Extracted information:

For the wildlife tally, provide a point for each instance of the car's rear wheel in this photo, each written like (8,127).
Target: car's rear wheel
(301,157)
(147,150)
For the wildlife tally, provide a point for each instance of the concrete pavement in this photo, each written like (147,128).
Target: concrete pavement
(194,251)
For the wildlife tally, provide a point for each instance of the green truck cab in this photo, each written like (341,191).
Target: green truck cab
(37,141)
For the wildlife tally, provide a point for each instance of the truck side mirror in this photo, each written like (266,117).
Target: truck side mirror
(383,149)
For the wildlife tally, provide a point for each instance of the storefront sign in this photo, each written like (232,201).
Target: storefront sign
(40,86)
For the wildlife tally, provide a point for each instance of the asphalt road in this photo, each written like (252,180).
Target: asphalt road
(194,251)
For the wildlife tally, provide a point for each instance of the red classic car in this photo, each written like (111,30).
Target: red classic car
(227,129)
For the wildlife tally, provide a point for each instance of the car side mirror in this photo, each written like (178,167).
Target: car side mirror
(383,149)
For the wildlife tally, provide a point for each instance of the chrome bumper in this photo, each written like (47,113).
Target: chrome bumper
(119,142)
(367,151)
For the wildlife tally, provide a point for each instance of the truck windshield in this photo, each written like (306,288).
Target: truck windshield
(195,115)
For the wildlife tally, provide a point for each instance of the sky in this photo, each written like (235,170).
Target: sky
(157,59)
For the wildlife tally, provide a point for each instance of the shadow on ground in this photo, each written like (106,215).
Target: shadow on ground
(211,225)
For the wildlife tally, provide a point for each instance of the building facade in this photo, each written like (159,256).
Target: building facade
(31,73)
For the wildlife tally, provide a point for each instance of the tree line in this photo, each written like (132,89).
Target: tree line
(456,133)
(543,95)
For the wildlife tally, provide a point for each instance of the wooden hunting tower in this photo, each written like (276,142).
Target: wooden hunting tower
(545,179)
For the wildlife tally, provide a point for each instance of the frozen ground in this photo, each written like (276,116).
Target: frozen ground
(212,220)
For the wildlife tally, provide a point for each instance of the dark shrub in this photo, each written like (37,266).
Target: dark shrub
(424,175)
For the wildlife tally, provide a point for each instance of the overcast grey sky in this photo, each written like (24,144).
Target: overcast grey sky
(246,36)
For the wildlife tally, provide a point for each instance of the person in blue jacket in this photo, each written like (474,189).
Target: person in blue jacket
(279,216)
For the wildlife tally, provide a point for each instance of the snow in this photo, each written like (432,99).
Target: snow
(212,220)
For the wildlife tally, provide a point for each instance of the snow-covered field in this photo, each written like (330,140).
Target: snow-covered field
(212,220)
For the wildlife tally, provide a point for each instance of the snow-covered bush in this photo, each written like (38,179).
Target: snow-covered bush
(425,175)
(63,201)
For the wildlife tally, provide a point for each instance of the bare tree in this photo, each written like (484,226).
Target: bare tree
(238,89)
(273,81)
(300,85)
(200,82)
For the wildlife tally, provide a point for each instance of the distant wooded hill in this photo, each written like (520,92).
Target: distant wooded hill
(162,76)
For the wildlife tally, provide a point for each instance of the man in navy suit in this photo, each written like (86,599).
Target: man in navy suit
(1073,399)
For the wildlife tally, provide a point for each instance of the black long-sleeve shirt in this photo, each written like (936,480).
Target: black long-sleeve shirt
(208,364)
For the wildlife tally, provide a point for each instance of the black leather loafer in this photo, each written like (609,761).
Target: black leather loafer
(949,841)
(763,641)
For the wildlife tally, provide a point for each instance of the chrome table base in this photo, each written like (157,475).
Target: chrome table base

Challenge: Please rewrite all the entries above, swapping "wildlife tally" for "street inventory" and leaving everything else as it is.

Answer:
For the street inventory, provide a point for each instance of the car's rear wheel in this photo, each written like (8,127).
Target: car's rear wheel
(301,157)
(147,150)
For the street inventory, provide a point for each instance of the concrete pavement in this photo, each written like (147,128).
Target: concrete pavement
(194,251)
For the street inventory, provide a point for each instance of the green truck cab in this photo, each written like (341,191).
Target: green truck cab
(37,141)
For the street inventory, provide a point for each instance of the truck side mirror in this photo, each written like (266,117).
Target: truck side mirror
(383,149)
For the street inventory, provide a point for each instance of the storefront sign in this photo, each written like (232,201).
Target: storefront sign
(40,86)
For the street inventory, provide a point for each instance of the asphalt road in this photo, each written like (252,180).
Target: asphalt road
(194,251)
For the street inventory, provide a point for each instance of the red classic car in this photo, each written like (111,30).
Target: red classic car
(227,129)
For the street inventory, provide a point for each instance of the car side mirror in this photo, each written like (178,167).
Target: car side mirror
(383,149)
For the street inventory, provide a point for each instance of the chrome bumper in this photo, each written like (47,113).
Target: chrome bumper
(119,142)
(367,151)
For the street inventory, provide a point for each instance of the truck windshield in this photo, each written like (306,288).
Target: truck windshield
(195,115)
For the street inventory, provide a point for each instance of the sky in this photo, each written like (235,170).
Target: sky
(157,59)
For the street inventory, provide a point for each instance of the shadow on ground in this photo, each written like (106,215).
Target: shadow on ground
(211,225)
For the street inventory, provide a point for each instance of the building facade in this photo, each written like (159,256).
Target: building facade
(31,73)
For the street inventory, provide a point for each instance of the tree line in this photo, each written like (132,89).
Target: tree line
(456,133)
(543,95)
For the street inventory, provide a point for each instance of the wooden hunting tower in this photo, each written like (276,142).
Target: wooden hunting tower
(545,179)
For the street inventory, provide a point for each instance of the frozen ground in this photo, each written like (276,116).
Target: frozen ground
(212,220)
For the street inventory, provide a point for each instance of the dark shrub in this photo, each written like (37,266).
Target: dark shrub
(424,175)
For the street inventory, provide a point for each instance of the overcast grey sky in this photo, each written like (24,144).
Target: overcast grey sky
(246,36)
For the street inventory, provide a point for each instance of the person in blue jacket in this photo, each written like (474,189).
Target: person in blue jacket
(279,216)
For the street inventory, provide a point for each instance of the snow in this photo, each written like (432,99).
Target: snow
(212,220)
For the street inventory, provide a point for each instance of the snow-covered field in this photo, each written like (330,140).
Target: snow-covered field
(212,220)
For the street inventory, provide a point for each instance of the snow-covered bush in this photo, each written like (38,179).
Target: snow-covered bush
(425,175)
(63,201)
For the street inventory, provide a point for each instance of the bare tree in this photo, each written like (484,226).
Target: bare tree
(238,89)
(273,81)
(300,85)
(200,82)
For the street inventory, provide a point for each instance of the distant wooded hill in this photo, each written like (520,92).
Target: distant wooded hill
(162,76)
For the street inventory, provide a point for each instance of the man in navy suit in this photo, each written like (86,599).
Target: man in navy suit
(1073,399)
For the street inventory, provide a point for each instance of the black long-sleeve shirt in this photo, each written like (936,480).
Target: black long-sleeve shirt
(208,364)
For the street inventory, provide a point for each instance of the black leather loafer in this photo, each written like (609,761).
Target: black leather loafer
(949,841)
(763,641)
For the street inventory, provide a point for each instance of the chrome table base in this photo, each written like (157,475).
Target: chrome table base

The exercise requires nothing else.